■ **Problem to solve**
Edit the lines starting at the one containing "Wildlife camera-trap request: tag the wooden table" and ending at the one containing "point(140, 385)" by swapping "wooden table leg" for "table leg" and keeping everything else the same, and omit the pictures from your answer.

##### The data

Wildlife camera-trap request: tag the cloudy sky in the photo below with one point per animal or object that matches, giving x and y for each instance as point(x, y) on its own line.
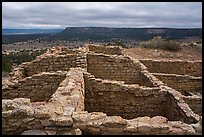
point(101, 14)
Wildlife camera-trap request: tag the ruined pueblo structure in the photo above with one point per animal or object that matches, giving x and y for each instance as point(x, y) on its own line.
point(100, 90)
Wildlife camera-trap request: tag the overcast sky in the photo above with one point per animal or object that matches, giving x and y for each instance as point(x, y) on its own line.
point(101, 14)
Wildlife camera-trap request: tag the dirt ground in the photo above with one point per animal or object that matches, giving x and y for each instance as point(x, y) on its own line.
point(190, 54)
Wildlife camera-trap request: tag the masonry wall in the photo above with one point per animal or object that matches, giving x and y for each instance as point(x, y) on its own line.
point(110, 50)
point(53, 63)
point(192, 68)
point(38, 87)
point(195, 103)
point(57, 58)
point(181, 83)
point(117, 68)
point(129, 101)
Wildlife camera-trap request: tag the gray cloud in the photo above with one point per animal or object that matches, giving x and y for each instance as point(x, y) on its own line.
point(102, 14)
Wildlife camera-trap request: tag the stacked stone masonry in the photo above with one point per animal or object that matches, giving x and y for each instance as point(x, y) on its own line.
point(98, 90)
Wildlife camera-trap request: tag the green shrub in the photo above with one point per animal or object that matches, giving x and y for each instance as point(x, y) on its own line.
point(159, 43)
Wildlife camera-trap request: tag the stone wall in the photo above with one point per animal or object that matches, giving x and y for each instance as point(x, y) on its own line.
point(49, 118)
point(110, 50)
point(53, 60)
point(35, 87)
point(195, 103)
point(182, 83)
point(157, 108)
point(22, 117)
point(116, 68)
point(131, 100)
point(192, 68)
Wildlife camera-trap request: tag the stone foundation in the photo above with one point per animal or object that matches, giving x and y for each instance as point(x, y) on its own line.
point(101, 94)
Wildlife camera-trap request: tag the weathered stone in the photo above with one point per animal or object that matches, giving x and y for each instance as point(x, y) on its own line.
point(114, 121)
point(34, 132)
point(80, 116)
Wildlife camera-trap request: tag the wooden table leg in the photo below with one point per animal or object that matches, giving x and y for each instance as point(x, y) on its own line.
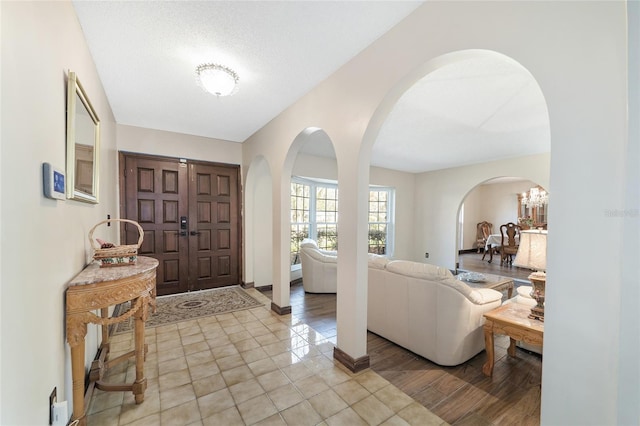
point(77, 377)
point(487, 368)
point(512, 347)
point(140, 385)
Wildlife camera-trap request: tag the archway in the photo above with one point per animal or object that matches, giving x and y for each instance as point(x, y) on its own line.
point(459, 153)
point(495, 201)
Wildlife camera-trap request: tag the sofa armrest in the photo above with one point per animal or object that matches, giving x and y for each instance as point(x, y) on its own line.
point(482, 296)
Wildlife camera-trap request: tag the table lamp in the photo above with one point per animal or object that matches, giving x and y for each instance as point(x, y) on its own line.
point(532, 254)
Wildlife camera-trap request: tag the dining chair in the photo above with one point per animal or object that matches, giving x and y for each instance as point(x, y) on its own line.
point(484, 229)
point(509, 243)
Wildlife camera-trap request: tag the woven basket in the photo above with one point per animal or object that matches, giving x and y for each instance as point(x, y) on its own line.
point(118, 255)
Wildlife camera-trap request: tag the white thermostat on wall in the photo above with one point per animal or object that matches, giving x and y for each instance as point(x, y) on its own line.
point(53, 182)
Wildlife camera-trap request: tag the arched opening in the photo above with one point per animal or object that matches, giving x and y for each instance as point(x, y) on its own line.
point(460, 119)
point(496, 201)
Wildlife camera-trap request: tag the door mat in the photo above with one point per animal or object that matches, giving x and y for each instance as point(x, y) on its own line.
point(182, 307)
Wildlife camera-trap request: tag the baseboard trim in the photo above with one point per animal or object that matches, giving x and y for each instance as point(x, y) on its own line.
point(353, 364)
point(280, 310)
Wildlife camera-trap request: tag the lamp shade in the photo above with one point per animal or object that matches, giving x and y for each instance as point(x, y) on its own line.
point(532, 251)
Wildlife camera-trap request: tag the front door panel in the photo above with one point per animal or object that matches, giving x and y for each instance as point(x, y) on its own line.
point(190, 217)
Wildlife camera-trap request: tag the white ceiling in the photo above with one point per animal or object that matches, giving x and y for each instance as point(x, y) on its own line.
point(146, 53)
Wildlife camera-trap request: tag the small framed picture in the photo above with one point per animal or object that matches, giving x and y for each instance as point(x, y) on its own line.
point(53, 182)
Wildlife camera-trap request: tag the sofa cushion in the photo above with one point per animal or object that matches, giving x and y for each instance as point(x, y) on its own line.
point(478, 296)
point(321, 255)
point(419, 270)
point(377, 261)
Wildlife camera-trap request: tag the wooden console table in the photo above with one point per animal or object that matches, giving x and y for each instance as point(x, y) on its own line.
point(511, 319)
point(98, 288)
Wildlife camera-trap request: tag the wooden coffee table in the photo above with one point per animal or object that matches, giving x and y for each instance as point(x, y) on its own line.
point(494, 282)
point(511, 319)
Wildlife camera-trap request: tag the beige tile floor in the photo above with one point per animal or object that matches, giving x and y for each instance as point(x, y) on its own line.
point(250, 367)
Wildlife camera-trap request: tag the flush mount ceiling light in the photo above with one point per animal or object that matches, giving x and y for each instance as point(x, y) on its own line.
point(217, 79)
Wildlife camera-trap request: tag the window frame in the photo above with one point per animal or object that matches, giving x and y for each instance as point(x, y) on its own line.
point(314, 184)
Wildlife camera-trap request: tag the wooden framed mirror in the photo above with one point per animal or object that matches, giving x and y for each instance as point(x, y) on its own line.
point(83, 144)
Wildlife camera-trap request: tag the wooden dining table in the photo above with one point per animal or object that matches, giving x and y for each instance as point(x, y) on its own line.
point(493, 241)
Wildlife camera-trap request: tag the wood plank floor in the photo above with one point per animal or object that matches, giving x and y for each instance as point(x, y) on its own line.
point(473, 262)
point(460, 395)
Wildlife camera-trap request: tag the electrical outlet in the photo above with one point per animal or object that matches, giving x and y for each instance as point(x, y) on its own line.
point(53, 398)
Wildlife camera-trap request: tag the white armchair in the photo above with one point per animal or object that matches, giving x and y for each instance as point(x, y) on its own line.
point(319, 268)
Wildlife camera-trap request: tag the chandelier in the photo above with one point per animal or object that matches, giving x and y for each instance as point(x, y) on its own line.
point(536, 197)
point(217, 79)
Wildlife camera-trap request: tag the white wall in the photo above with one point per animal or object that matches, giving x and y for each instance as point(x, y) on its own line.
point(439, 194)
point(44, 242)
point(577, 53)
point(177, 145)
point(496, 203)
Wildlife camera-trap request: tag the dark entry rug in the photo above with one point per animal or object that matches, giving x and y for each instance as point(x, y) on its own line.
point(181, 307)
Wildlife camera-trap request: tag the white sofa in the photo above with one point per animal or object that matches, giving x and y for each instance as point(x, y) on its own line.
point(425, 309)
point(319, 268)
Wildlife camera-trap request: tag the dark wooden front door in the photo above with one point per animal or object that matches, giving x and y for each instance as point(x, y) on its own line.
point(190, 214)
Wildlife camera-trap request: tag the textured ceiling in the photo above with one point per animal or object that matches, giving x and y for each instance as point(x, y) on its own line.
point(146, 53)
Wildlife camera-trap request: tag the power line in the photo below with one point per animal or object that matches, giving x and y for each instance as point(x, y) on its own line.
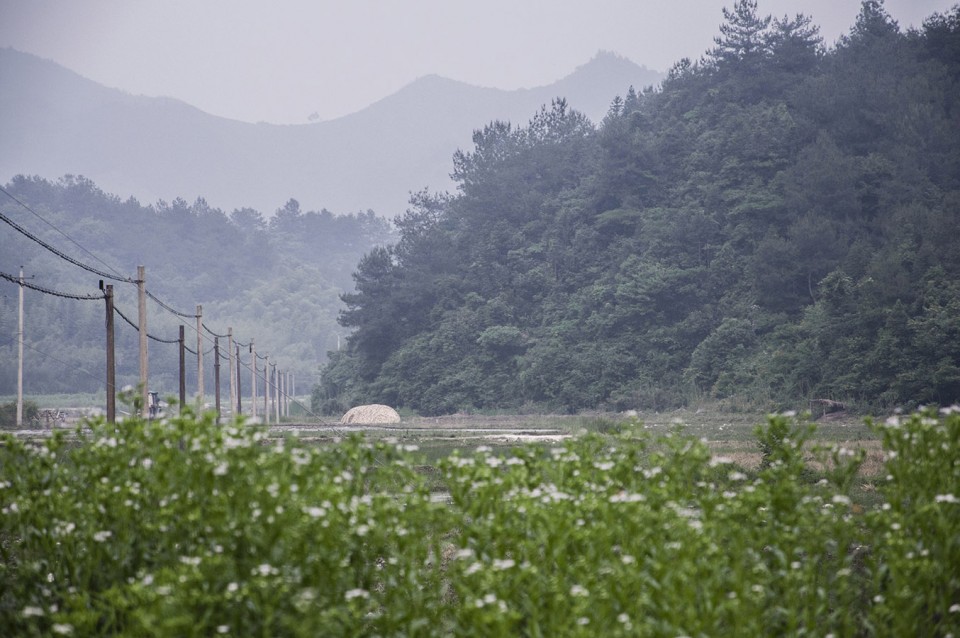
point(137, 328)
point(168, 308)
point(212, 332)
point(47, 291)
point(75, 262)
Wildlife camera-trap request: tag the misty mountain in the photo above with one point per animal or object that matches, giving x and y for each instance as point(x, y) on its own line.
point(54, 122)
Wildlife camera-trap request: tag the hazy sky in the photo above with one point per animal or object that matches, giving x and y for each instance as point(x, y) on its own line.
point(282, 60)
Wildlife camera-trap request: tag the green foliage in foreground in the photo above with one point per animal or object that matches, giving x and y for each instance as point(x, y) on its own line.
point(184, 528)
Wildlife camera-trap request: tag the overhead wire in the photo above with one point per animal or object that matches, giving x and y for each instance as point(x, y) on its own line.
point(115, 276)
point(56, 293)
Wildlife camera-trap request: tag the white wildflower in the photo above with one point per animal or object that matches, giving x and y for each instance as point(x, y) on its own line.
point(579, 590)
point(350, 594)
point(265, 570)
point(720, 460)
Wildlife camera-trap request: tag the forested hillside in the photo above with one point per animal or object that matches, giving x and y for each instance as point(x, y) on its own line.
point(778, 222)
point(275, 280)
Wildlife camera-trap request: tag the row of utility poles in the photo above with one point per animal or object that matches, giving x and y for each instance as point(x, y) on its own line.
point(282, 383)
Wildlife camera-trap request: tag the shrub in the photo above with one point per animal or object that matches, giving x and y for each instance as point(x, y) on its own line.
point(179, 527)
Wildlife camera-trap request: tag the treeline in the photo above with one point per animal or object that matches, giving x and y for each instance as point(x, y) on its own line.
point(276, 280)
point(777, 223)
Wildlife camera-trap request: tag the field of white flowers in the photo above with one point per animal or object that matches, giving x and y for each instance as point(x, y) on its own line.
point(185, 528)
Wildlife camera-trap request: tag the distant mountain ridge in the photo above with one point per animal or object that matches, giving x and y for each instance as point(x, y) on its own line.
point(54, 122)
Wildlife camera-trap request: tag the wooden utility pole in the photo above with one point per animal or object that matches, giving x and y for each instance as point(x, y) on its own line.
point(183, 370)
point(232, 374)
point(276, 392)
point(142, 329)
point(253, 379)
point(216, 374)
point(200, 355)
point(239, 389)
point(20, 357)
point(266, 389)
point(111, 360)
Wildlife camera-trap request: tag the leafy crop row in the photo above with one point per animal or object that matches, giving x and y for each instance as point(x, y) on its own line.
point(184, 528)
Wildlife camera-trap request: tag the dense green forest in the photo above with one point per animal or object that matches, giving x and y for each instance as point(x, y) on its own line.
point(778, 222)
point(275, 280)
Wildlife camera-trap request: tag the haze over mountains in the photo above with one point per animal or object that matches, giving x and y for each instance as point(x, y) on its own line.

##########

■ **Answer below**
Wildlife camera-trap request: tag the table leg in the photo below with one point per animal or object that matches, giving x and y for each instance as point(x, y) on its own line.
point(77, 377)
point(487, 368)
point(512, 347)
point(140, 385)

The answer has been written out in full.